> _WHAT THE EXERCISE ASKS_: Edit the Azure Stack notes: rewrite the part that opens with "Currently Azure Stack" and closes with "socket. 256GB memory.", changing "ToR switches" to "top-of-rack switches".

Azure Stack Ignite Notes

As I noted in yesterday’s post, I have been intrigued by Microsoft’s approach to Azure Stack. I took a lot of notes during sessions and conversations at Ignite and so I decided to list them out in a new post. For those that are unfamiliar with Azure Stack, then I would suggest this whitepaper as a starting point. 

In a nutshell, Azure Stack is Microsoft’s hyper-converged integrated system for flexible service delivery using Azure based management and automation. It’s Microsoft’s cloud in a box using Azure’s framework to ultimately Keep a consistent experience. Keep in mind this product is not GA yet, so anything I state below may or may not come to fruition. 

Availability: 
Microsoft at Ignite 2016, announced the 2nd technical preview of Azure Stack, with general availability expected in the second half of 2017. I also heard an expectation of TP3 during the 1st quarter of 2017. 
Currently Azure Stack offers IaaS but later this month Microsoft plans to release an update where Microsoft’s PaaS “App Service Resource Provider” will be available on Azure Stack TP2. 
 

Architecture: 
•    Built on top of Server 2016 Server Core, (Nano Server will be supported in the future) However, TP2 is currently using Server 2012 R2 Server Core. 
•    Hyper-Converged Deployment model with a pair of ToR switches and a BMC switch to manage the server integrated stack. 
•    Hyper-V is sealed under Azure Stack, only access to Hyper-V is from API. 
•    Windows Server Failover Clustering is used along with Storage Spaces Direct. 
•    Minimum Resource Req.: Dual Socket, 8 cores per socket. 256GB memory. 
•    RDMA will be supported - converged NIC: SDN + Storage, or use two 10Gb nics, with switch-embedded teaming for port link residency.  
•    Storage Protocol Support: CSVRFS with ReFS, SMB3, SMB Direct, SATA, SAS, NVMe
•    Multi-Resilient Volume: writes are mirrored for performance then as the data gets cold it will then write a large chunk to parity for a balanced approach of performance and capacity. 

Caching Capabilities:
•    All writes up to 256kb are cached. 
•    Reads of 64kb or less are cached on first miss. 
•    Reads of 64kb + are cached on second miss.  
•    Writes are de-staged to HDD in a optimal order. 
•    Sequential reads of 32 + KB are not cached.

> _INFORMATION SHOWN_:
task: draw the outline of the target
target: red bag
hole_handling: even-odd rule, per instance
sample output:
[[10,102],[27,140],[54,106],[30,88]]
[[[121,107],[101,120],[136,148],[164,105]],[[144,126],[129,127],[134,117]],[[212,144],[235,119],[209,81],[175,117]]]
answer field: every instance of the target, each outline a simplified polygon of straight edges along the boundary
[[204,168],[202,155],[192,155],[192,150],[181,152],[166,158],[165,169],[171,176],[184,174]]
...
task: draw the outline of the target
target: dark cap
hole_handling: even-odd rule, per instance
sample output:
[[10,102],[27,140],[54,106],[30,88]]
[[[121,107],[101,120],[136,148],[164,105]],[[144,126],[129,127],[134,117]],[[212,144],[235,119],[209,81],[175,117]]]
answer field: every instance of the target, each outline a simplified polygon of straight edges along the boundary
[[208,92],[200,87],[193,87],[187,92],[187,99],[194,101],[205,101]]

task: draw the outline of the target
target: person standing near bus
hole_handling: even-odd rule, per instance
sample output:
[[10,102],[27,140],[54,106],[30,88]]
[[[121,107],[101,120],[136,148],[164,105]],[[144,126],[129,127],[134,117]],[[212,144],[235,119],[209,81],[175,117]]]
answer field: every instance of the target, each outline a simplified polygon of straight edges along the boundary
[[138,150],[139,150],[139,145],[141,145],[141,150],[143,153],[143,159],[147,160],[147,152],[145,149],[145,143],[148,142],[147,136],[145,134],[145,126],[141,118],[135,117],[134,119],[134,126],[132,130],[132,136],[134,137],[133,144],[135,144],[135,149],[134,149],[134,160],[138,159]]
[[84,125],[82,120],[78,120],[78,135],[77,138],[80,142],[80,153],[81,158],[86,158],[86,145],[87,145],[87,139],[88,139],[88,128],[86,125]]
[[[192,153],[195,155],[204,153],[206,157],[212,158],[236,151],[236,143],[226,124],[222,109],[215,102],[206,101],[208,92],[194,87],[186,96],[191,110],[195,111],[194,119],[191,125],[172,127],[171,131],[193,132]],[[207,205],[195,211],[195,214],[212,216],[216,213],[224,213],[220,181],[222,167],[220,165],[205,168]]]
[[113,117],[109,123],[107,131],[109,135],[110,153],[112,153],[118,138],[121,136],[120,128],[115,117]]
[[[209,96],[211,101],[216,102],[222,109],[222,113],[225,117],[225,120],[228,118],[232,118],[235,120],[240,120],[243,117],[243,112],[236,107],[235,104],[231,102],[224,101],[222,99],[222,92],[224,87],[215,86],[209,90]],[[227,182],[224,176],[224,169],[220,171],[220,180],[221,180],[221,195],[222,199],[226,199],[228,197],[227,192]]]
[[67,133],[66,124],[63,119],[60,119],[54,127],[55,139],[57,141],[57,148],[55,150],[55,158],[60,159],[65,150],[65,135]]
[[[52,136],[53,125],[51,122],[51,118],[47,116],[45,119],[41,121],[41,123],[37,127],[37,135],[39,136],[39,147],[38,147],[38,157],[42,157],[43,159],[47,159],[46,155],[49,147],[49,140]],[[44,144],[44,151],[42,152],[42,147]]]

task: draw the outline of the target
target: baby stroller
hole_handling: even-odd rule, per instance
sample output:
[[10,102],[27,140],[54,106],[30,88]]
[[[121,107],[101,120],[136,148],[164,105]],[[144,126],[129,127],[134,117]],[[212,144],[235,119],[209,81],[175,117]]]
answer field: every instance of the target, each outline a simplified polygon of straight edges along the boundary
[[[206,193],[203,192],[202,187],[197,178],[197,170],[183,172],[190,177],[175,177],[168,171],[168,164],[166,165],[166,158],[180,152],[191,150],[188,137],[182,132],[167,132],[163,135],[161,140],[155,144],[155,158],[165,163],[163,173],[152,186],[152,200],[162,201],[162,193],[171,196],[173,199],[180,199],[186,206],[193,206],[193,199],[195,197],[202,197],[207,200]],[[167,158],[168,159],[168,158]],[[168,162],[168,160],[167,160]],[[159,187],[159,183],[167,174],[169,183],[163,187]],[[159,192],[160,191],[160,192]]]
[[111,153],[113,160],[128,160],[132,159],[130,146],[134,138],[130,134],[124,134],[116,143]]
--
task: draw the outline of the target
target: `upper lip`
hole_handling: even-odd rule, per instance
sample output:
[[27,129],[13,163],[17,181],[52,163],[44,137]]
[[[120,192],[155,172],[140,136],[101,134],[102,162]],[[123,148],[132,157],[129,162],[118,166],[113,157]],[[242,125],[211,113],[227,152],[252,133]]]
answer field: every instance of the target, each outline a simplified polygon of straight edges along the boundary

> _SOLUTION FOR THIS EXERCISE_:
Currently Azure Stack offers IaaS but later this month Microsoft plans to release an update where Microsoft’s PaaS “App Service Resource Provider” will be available on Azure Stack TP2. 
 

Architecture: 
•    Built on top of Server 2016 Server Core, (Nano Server will be supported in the future) However, TP2 is currently using Server 2012 R2 Server Core. 
•    Hyper-Converged Deployment model with a pair of top-of-rack switches and a BMC switch to manage the server integrated stack. 
•    Hyper-V is sealed under Azure Stack, only access to Hyper-V is from API. 
•    Windows Server Failover Clustering is used along with Storage Spaces Direct. 
•    Minimum Resource Req.: Dual Socket, 8 cores per socket. 256GB memory.